:: BRIEF ::
Everything in the listing below should be repeated exactly.

:: DATA FOR THIS TASK ::
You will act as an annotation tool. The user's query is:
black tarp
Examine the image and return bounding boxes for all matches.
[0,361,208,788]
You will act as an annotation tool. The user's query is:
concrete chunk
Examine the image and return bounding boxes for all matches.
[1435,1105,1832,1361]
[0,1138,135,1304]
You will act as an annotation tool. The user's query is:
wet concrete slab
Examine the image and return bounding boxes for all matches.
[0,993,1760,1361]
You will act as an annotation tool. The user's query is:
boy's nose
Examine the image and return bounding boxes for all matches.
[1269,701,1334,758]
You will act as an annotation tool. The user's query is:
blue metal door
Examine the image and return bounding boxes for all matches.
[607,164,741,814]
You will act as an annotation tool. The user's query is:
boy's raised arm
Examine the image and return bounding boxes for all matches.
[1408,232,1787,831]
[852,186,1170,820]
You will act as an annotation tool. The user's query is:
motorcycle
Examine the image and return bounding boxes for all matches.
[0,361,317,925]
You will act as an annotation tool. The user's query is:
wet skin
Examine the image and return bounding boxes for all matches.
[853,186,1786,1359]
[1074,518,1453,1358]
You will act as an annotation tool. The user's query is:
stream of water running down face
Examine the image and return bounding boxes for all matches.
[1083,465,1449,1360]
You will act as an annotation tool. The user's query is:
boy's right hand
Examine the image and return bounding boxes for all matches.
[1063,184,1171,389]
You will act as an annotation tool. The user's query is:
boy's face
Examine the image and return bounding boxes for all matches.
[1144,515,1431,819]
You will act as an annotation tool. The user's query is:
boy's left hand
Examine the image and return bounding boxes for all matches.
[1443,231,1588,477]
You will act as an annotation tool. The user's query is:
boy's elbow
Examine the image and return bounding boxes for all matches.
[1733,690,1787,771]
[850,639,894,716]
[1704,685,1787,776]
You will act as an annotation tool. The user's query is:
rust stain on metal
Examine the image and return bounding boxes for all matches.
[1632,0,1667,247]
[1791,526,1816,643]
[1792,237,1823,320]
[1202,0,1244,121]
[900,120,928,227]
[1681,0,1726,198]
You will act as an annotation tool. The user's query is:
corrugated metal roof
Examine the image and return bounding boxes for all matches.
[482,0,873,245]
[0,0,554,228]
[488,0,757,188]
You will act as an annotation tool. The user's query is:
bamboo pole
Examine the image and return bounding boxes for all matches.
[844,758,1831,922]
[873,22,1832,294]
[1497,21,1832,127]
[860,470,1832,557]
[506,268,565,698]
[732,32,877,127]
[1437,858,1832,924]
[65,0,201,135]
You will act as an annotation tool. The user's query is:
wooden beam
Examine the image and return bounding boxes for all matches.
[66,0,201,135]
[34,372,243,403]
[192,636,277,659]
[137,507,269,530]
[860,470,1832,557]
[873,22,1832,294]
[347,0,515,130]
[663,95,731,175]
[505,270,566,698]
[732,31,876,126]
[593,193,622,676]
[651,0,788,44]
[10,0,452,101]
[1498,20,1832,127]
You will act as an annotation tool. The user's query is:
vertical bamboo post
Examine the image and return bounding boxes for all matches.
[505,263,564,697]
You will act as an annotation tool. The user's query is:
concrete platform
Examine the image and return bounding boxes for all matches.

:: EXERCISE SOLUTION ::
You will act as an annotation tool. The user's query is:
black tarp
Examine the image and return bounding boxes for all matches.
[0,361,208,788]
You will act as an annotation tool. The user's query is:
concrete chunk
Examine the image and return bounding boxes for all matches.
[1435,1105,1832,1361]
[0,1138,135,1304]
You will act as an annotation tool. The user's query is:
wet concrete slab
Examine the image and return bounding boxes for all matches.
[0,993,1760,1361]
You will act as an annotation tool. The user's query is:
boy's nose
Examine the image and return bounding boxes for all matches.
[1269,701,1334,758]
You will act as an annotation tool. The user's query is:
blue metal door
Examine the image and return bounding boxes for all matches.
[607,164,741,814]
You will act as an annotation tool. The user's query is:
boy's raised arm
Examine the image and return bounding boxes for all matches.
[1408,232,1787,831]
[852,186,1170,820]
You will act as an annotation tool. The user's query is:
motorcycle
Examine the image and return bounding boxes for all matches.
[0,361,317,925]
You will act as an annotation tool. The user's query is:
wet skin
Examine the image and return bounding boxes for all matches.
[853,186,1786,1359]
[1074,518,1453,1358]
You will act as an annotation tool. The user's query is:
stream of water running down face
Examine the image and return bounding boxes for all matches.
[1083,465,1449,1360]
You will act as an annotation tool. The user's query is:
boy's right hand
Examine the image and return bounding boxes for all matches.
[1063,184,1171,389]
You will act as an annotation tool. The user's query is:
boy's face
Examine the image and return bounding boxes for all matches.
[1144,515,1431,819]
You will act as an annotation tool. The user's query is:
boy's left hand
Examine the image and return bounding boxes for all matches.
[1443,231,1588,477]
You will act as an annotation tool. The user's query is:
boy's elbow
Examine the image and return bounding boxes for all matches.
[1733,690,1787,771]
[850,639,894,716]
[1704,685,1787,776]
You will act as an annotation tool. The user's query is:
rust stain on metal
Examine the image and return bounding boxes for all matches.
[1632,0,1667,247]
[1791,526,1816,643]
[1792,237,1823,320]
[1202,0,1244,121]
[900,120,928,227]
[1681,0,1726,198]
You will act as an annotation tool. The user's query is:
corrugated metal roof
Examine the image and return bounding boxes for all matches.
[482,0,873,245]
[0,0,554,228]
[488,0,757,188]
You will act as an annotation tool. The user's query is:
bamboo pole
Examine the image and return bounding boxes for all matches.
[844,758,1831,922]
[873,22,1832,294]
[1497,21,1832,127]
[860,470,1832,557]
[506,268,565,698]
[732,32,877,127]
[1437,858,1832,924]
[65,0,201,135]
You will act as an annotation tool. The user's query is:
wooden beam
Examine the image and return bounding boxes for all matches.
[66,0,201,135]
[34,372,243,403]
[192,636,277,659]
[137,507,269,530]
[860,470,1832,557]
[873,22,1832,294]
[347,0,515,130]
[663,95,731,175]
[505,270,566,698]
[732,31,876,126]
[593,193,622,676]
[651,0,788,44]
[10,0,452,101]
[1498,20,1832,127]
You will act as an annotation tool. The user's query is:
vertical bamboo post
Examine the image and return bounding boxes for all matches.
[505,263,564,697]
You will act as an annotation tool. The user's query is:
concrete platform
Examine the image and return bounding boxes for all matches.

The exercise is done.